West Africa Rising: Ghana looks to fix its floundering fisheries

The World Bank plans to pump $53 million into Ghana's fisheries industry, which employs 2.2 million people, to reverse a decade-long downturn.

Colorful hand-painted fishing boats are tied up at Elmina port in Ghana, in May 2010.

Alida Latham Danita Delimont Photography/Newscom/File

July 26, 2011

West Africa Rising is a weekly look at business, investment, and development trends.

Fishing may be one of the oldest and most traditional ways of making a living, but several West African countries are hoping to boost their economies with new investment into modernizing their fisheries sectors.

In Ghana, one of the richest countries in the region, the fisheries industry is about to get a jump start. Earlier this month, the directors of the World Bank approved a project that will pump $53 million into the fisheries sector over the next six years. The initiative aims to overhaul an industry that supports nearly a tenth of Ghana’s population but that has been in decline over the past decade.

[Collected data]
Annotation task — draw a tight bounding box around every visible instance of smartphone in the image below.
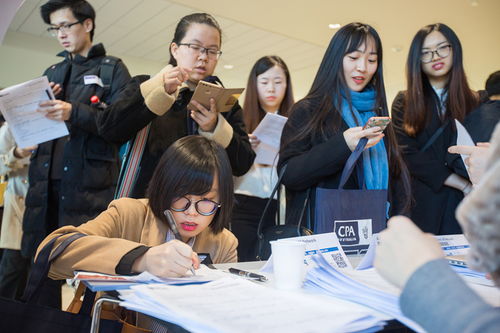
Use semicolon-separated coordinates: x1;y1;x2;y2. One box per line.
363;117;391;131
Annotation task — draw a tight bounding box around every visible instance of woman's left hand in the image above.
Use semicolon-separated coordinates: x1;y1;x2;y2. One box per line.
191;98;217;132
374;216;444;288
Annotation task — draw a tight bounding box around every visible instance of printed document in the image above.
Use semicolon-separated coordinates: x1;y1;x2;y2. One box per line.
0;76;69;148
252;113;288;165
120;277;389;333
261;232;352;273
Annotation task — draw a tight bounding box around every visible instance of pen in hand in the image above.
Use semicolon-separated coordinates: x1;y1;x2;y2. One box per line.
163;209;196;276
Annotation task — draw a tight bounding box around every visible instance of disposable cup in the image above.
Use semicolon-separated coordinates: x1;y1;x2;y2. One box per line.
271;240;306;290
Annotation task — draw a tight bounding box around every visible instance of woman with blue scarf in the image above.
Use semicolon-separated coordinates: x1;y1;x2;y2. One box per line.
278;23;411;227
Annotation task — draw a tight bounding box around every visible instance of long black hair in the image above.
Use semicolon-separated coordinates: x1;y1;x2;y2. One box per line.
243;56;293;133
281;22;411;211
403;23;478;136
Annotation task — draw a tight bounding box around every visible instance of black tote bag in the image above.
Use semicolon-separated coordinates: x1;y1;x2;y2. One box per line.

**EXERCISE SET**.
• 1. Name every geographic place mentioned in the article on Ghana's fisheries, counting each place once.
• 2. Write the next part of the article on Ghana's fisheries, beginning after its final sentence.
The entries come from a source unrelated to the text.

**RESULTS OF THE EXERCISE**.
• 1. West Africa, Ghana, Elmina

• 2.
Ghana produces more than 400,000 tons of fish each year, but production levels have begun to shrink, the World Bank said in a report released in June, because the fish stocks off of Ghana’s coast have been “heavily overexploited.”

“As a result of the decreasing profitability of Ghana’s fisheries, the 2.2 million people reliant on the sector for their livelihoods… are getting steadily poorer,” the World Bank said in the report. The average income of the country’s small-scale fishers has fallen by as much as 40 percent over the last ten years, even as incomes in the country’s timber- and cocoa-producing regions have swelled.

The problem, the Bank said, is that there are “too many vessels competing to catch too few fish.” Meanwhile, most of the fish are being exported raw, so all of the added economic value that comes with processing is lost to companies overseas.

The $53 million from the World Bank will help Ghana better manage the boats trawling the waters off its coast and build new processing facilities that will increase the value of exported fish. The funds will also be used to build new fish farms, a step that could help relieve the pressure on the depleted fish stocks off Ghana’s coast.

With sound management, the World Bank said, the fisheries sector could generate revenues of more than $200 million each year, which would help Ghana reach its goal of becoming a middle-income country by 2015.

In addition to Ghana, the World Bank is also putting money into fisheries in seven other countries in the region, from Liberia to Mauritania, under the banner of a regional initiative to reinvigorate and better manage the sector.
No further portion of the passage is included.